> [Dataset rows]
· · ·

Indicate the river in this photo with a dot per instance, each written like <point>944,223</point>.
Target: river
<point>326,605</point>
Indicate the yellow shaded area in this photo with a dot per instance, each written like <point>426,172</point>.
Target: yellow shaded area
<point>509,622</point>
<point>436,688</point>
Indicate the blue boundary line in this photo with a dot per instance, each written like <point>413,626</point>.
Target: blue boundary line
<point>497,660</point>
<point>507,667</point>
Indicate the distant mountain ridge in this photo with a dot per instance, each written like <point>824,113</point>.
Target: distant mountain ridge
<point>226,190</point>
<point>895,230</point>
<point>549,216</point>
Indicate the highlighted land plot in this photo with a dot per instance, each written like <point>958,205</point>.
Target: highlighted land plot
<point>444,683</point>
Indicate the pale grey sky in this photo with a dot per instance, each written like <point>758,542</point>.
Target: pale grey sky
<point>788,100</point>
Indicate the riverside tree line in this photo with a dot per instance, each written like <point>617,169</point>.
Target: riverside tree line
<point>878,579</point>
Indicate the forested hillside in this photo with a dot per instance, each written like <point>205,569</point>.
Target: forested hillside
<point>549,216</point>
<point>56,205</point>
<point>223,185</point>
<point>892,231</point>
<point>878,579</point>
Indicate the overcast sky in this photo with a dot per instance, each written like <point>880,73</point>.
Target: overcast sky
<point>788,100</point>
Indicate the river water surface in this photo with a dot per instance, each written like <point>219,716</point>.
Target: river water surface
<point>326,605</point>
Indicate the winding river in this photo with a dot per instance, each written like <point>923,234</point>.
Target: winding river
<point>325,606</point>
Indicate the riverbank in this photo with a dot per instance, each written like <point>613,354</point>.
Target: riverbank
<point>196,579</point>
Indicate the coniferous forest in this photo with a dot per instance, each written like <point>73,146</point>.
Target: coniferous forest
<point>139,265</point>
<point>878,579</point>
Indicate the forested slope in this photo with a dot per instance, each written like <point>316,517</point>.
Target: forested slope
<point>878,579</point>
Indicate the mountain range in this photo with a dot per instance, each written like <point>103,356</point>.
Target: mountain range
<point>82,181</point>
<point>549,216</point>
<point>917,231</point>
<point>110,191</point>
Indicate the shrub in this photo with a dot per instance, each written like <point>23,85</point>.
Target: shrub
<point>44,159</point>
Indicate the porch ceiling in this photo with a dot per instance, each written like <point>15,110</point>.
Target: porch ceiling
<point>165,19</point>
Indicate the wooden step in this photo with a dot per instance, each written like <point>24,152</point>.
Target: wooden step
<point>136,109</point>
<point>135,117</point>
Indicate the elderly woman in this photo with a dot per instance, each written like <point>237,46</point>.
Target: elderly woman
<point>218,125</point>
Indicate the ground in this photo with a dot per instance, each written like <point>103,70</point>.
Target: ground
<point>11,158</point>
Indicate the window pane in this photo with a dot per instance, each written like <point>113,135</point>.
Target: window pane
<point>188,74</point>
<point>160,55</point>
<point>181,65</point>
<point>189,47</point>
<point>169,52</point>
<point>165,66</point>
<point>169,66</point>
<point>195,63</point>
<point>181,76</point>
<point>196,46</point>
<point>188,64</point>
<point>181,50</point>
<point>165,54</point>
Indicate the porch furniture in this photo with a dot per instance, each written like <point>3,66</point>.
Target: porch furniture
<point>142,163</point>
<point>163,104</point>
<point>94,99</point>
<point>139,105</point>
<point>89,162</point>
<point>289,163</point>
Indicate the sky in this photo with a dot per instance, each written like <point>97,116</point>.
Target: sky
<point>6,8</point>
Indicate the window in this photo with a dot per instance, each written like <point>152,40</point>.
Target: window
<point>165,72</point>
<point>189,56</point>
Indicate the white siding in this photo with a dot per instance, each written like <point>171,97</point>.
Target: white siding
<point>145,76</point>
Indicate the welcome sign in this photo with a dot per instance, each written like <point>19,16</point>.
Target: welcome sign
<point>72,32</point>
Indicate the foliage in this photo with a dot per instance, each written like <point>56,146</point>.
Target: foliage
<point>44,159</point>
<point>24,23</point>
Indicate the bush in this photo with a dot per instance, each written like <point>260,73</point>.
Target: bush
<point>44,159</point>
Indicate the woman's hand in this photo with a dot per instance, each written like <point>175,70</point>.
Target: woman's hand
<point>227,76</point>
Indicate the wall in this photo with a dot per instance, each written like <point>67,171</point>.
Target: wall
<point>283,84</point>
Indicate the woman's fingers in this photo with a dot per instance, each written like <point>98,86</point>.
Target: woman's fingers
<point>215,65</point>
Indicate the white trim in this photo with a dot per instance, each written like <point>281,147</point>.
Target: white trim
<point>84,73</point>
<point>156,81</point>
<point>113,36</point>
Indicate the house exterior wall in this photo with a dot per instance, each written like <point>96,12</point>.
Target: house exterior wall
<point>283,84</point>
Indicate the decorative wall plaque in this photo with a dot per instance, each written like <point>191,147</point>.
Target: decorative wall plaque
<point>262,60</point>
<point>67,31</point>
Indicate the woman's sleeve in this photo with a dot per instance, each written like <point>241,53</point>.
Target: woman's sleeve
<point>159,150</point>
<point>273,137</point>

· · ·

> [Goal]
Replace "Target" with "Object" in the material from its start through the line containing "<point>444,683</point>", inclusive, and please give those lines back with nothing else changed.

> [Solution to this problem]
Indicate the river in this photo with a dot per instance, each written like <point>944,223</point>.
Object: river
<point>326,605</point>
Indicate the yellow shaded area in this photo with a dot per instance, each written like <point>426,172</point>.
Object: yellow shaded area
<point>509,622</point>
<point>436,688</point>
Indicate the blue boundary line in this photo with a dot per instance, each written like <point>413,626</point>.
Object: blue boundary line
<point>497,660</point>
<point>507,667</point>
Indicate the distant mountain ridge in this photo with a dot per instance, each written like <point>824,113</point>.
Object: distant mountain ridge
<point>226,190</point>
<point>895,230</point>
<point>549,216</point>
Indicate the highlighted land plot in this photo with a dot per instance, each written like <point>958,205</point>.
Object: highlighted land plot
<point>444,683</point>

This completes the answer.